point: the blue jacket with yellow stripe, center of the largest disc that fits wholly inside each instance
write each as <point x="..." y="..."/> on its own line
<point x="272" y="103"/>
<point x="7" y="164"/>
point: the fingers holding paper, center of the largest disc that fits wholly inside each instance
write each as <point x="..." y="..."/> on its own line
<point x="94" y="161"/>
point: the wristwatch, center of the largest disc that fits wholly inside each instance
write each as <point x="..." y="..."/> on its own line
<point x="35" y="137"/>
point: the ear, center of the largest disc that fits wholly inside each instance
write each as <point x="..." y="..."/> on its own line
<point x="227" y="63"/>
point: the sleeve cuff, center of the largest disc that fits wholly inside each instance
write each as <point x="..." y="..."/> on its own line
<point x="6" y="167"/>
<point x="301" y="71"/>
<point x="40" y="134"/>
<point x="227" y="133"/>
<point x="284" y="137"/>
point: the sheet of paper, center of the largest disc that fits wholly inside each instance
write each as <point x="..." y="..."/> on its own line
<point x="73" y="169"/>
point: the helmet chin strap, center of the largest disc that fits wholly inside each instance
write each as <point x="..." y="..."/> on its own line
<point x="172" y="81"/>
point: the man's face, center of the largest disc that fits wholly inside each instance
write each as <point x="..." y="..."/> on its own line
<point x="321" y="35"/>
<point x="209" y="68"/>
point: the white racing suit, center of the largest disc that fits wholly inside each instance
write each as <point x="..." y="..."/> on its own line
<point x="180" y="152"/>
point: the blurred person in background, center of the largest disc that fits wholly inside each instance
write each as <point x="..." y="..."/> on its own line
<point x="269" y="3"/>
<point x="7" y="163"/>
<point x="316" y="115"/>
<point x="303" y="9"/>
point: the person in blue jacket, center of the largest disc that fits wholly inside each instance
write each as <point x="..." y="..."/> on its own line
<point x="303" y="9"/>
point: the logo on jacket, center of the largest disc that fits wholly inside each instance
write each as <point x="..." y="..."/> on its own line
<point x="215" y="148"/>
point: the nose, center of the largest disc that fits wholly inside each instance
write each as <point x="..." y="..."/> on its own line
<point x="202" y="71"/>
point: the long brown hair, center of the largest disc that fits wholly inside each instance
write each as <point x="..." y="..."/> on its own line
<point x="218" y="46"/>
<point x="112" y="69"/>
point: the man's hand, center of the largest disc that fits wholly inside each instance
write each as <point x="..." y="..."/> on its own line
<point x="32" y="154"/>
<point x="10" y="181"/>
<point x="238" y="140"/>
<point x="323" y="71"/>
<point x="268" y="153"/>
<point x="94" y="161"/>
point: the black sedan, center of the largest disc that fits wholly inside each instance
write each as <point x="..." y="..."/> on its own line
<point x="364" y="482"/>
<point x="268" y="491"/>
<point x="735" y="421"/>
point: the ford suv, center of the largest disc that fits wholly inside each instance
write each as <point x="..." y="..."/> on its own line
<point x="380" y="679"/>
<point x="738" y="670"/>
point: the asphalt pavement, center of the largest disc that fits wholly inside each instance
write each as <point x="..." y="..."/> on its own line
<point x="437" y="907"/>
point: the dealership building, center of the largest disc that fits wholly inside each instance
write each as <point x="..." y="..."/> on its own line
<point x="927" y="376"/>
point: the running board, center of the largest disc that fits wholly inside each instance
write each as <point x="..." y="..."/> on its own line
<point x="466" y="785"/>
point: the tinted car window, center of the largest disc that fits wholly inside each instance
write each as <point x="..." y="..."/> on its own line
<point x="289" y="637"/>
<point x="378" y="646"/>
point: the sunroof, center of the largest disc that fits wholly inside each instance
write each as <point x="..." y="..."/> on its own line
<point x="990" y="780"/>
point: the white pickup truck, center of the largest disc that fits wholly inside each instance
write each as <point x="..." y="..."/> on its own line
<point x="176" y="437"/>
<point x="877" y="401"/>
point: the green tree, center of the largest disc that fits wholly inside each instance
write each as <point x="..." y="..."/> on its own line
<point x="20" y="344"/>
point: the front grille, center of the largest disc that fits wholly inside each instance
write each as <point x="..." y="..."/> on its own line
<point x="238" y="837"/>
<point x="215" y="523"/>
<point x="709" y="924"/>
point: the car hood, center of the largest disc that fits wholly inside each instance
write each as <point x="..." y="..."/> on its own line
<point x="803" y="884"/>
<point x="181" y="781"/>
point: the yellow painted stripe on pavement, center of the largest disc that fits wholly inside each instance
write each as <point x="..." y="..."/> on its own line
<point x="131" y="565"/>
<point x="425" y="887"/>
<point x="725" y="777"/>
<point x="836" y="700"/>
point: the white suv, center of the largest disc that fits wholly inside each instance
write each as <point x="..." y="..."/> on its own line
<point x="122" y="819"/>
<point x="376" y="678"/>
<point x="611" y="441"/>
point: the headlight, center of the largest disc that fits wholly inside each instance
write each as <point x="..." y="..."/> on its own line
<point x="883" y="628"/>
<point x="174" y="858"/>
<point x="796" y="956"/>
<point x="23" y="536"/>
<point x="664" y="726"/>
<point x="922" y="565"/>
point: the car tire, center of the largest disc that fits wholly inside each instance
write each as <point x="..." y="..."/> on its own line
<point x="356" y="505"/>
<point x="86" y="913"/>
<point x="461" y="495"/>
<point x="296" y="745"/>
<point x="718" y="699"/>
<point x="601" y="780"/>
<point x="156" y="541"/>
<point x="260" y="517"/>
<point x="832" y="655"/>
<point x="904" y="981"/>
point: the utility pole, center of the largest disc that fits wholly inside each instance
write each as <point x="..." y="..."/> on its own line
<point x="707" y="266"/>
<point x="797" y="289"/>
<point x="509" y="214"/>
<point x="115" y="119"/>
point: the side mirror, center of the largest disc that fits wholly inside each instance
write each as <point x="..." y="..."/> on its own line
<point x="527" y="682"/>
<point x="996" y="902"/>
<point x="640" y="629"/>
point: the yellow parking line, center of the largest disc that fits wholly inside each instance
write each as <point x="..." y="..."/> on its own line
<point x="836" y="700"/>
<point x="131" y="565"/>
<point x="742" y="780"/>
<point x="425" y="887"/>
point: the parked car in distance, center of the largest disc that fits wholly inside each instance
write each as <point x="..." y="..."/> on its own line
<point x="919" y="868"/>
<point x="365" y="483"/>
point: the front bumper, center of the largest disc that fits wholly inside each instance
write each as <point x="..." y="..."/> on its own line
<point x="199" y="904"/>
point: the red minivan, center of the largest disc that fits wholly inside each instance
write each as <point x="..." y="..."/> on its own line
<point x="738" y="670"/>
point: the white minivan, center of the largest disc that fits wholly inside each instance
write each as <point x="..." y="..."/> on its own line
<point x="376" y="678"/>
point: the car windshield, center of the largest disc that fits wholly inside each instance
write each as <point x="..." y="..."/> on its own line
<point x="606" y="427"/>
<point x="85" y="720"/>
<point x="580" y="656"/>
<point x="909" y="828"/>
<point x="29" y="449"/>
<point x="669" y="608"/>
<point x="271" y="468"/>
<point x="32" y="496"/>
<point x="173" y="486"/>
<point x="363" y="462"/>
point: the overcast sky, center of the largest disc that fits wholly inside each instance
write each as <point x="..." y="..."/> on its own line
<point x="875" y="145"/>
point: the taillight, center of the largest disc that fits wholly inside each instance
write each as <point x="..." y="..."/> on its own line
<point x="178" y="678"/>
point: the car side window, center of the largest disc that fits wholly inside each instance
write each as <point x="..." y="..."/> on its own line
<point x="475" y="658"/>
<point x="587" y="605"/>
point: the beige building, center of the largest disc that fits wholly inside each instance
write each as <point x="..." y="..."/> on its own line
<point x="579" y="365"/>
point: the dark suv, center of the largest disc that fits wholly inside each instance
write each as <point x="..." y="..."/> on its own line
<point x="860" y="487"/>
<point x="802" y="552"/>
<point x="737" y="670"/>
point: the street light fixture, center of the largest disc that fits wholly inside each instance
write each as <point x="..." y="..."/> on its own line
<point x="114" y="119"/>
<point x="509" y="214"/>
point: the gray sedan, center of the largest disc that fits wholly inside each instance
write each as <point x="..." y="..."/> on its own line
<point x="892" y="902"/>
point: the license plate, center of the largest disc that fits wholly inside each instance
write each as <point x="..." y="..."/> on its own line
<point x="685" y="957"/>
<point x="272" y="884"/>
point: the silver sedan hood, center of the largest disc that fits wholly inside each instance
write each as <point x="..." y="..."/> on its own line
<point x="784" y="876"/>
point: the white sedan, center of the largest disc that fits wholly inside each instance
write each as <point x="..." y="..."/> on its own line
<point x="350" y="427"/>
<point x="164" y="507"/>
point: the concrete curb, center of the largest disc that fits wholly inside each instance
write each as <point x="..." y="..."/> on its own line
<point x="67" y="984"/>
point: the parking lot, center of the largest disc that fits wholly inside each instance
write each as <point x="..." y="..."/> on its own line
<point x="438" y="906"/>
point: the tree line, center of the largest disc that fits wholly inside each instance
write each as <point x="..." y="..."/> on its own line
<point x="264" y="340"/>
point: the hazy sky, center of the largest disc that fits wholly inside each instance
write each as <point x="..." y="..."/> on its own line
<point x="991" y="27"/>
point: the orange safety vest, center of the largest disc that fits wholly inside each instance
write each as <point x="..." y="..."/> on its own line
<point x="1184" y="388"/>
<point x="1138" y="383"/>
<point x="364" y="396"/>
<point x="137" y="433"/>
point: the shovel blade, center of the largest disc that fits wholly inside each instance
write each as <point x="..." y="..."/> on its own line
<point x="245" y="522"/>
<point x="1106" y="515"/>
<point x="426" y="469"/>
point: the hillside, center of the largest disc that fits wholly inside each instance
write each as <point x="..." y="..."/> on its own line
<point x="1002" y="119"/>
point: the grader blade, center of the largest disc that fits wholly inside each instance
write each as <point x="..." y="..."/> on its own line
----------
* [Set exercise] Copy out verbatim every line of the entries above, starting with the line that contains "point: the tree" and continuing through the final line, both ends included.

* [Answer to this task]
point: the tree line, center of the largest disc that fits wholly inside each instance
write each as <point x="..." y="..."/> on its own line
<point x="264" y="340"/>
point: the hazy sky, center of the largest disc that fits wholly inside each instance
write each as <point x="..." y="..."/> on its own line
<point x="991" y="27"/>
point: the orange safety vest, center of the largest disc that fits wholly inside each instance
write each as <point x="..." y="..."/> on its own line
<point x="1184" y="388"/>
<point x="1138" y="383"/>
<point x="364" y="396"/>
<point x="137" y="433"/>
point: the shovel blade, center of the largest disc that fits wholly inside each instance
write each as <point x="..." y="..."/> on its own line
<point x="245" y="522"/>
<point x="1106" y="515"/>
<point x="426" y="469"/>
point: the hillside, center of the largest disc that fits wholly inside each instance
write each as <point x="..." y="..."/> on its own line
<point x="1002" y="119"/>
point: the grader blade, center of the largest disc that fits wholly inside each instance
write each as <point x="..." y="..."/> on its own line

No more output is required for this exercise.